## PROBLEM DETAILS:
Rewrite the lines from the one containing "find the wood" through the end of the records, inclusive, changing "trouble" to "bother" and leaving everything else unaltered.

::::::::::

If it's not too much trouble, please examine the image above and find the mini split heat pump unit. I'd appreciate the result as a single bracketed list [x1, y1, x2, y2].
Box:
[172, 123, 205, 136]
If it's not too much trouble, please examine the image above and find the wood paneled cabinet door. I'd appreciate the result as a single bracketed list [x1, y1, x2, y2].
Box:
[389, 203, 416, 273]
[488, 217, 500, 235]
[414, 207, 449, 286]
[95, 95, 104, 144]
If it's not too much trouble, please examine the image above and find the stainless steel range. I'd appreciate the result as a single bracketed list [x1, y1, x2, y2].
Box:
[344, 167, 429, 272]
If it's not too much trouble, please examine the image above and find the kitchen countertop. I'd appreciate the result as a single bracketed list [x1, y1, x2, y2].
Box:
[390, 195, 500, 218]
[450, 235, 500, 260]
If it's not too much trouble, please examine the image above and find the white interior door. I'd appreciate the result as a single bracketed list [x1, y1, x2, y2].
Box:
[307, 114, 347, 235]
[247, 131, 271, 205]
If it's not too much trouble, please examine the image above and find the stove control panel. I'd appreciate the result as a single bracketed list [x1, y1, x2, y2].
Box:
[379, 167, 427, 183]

::::::::::

## OUTPUT OF THE EXERCISE:
If it's not too much bother, please examine the image above and find the wood paneled cabinet door. I'd appreciate the result as a single bracketed list [x1, y1, x2, y2].
Box:
[389, 203, 416, 273]
[488, 217, 500, 235]
[414, 207, 449, 286]
[95, 95, 104, 144]
If it's not too much bother, please examine the image above and find the stainless steel range. I'd appreciate the result as a single bracketed list [x1, y1, x2, y2].
Box:
[344, 167, 429, 272]
If it's not too much bother, please examine the image above and find the kitchen countertop. I'd appreciate the result as a single bracketed list [x1, y1, x2, y2].
Box:
[390, 195, 500, 218]
[450, 235, 500, 260]
If it's not too much bother, please examine the image above and find the white interior door. I'd appreciate the result as a single bracketed list [x1, y1, x2, y2].
Box:
[307, 114, 347, 235]
[247, 131, 271, 205]
If it's not too much bother, please examine the image above and find the stove control panel. I'd appreciate the result as a single bracketed list [x1, y1, x2, y2].
Box:
[379, 167, 427, 183]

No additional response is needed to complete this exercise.